(Saved entries)
-=-=-=-=-

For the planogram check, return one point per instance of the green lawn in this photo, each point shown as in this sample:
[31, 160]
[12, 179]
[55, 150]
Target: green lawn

-=-=-=-=-

Look through the data above for the string "lawn" and copy every line where it appears.

### Result below
For the planogram check, return one point per instance of the green lawn in this photo, each point shown as in this sample:
Target: green lawn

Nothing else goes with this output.